▶ _Records supplied_:
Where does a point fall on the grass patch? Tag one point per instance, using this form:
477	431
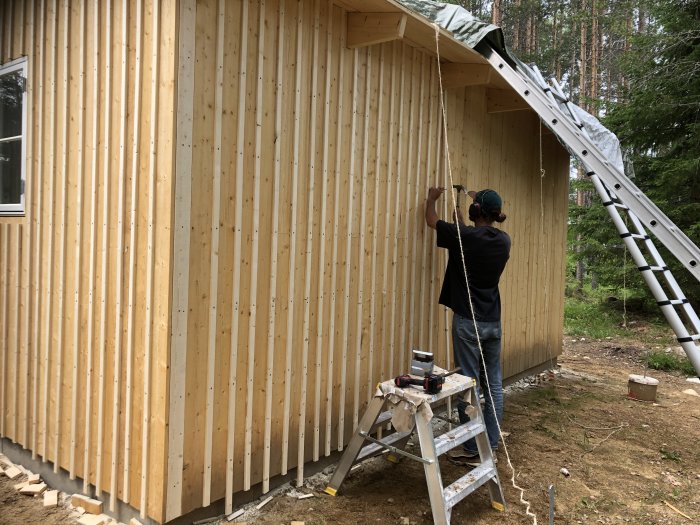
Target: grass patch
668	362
* * *
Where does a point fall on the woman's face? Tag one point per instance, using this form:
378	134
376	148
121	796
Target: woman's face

▶ _Directions_: In the listing, find every line with the word "point" and return it.

▶ _Written answer_:
Where does a point fall on the grass patch? Tag one point per instance, using this form:
Where does a point fall on the woman's face? Tag one point per instance, using this form:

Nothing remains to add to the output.